# [EXERCISE REQUIREMENTS]
Write out each of the rows below word for word, without the pictures.

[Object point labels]
┏━━
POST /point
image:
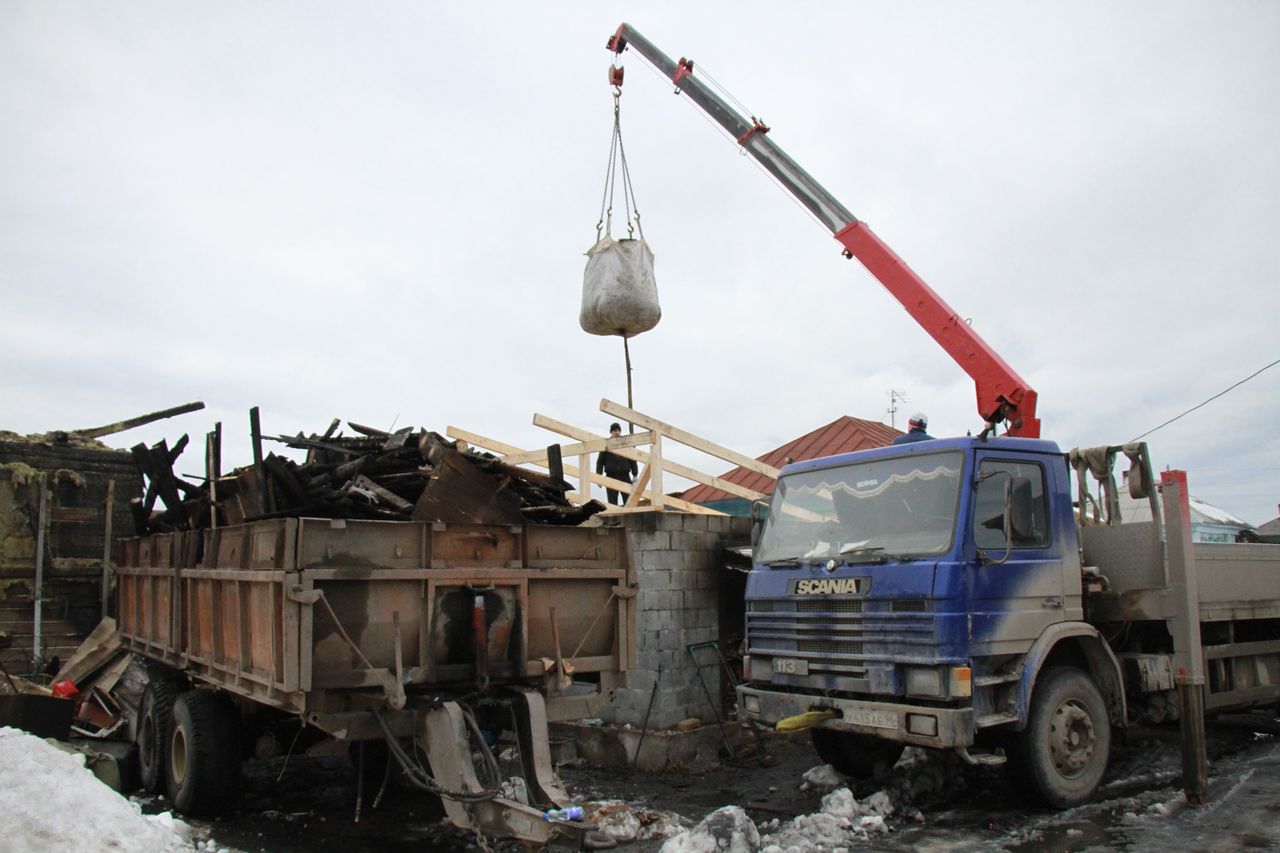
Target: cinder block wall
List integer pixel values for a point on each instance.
(679, 565)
┗━━
# [FULL OUTPUT]
POST /point
image:
Target: cinder block wall
List integer pixel values for a point on each instance.
(679, 565)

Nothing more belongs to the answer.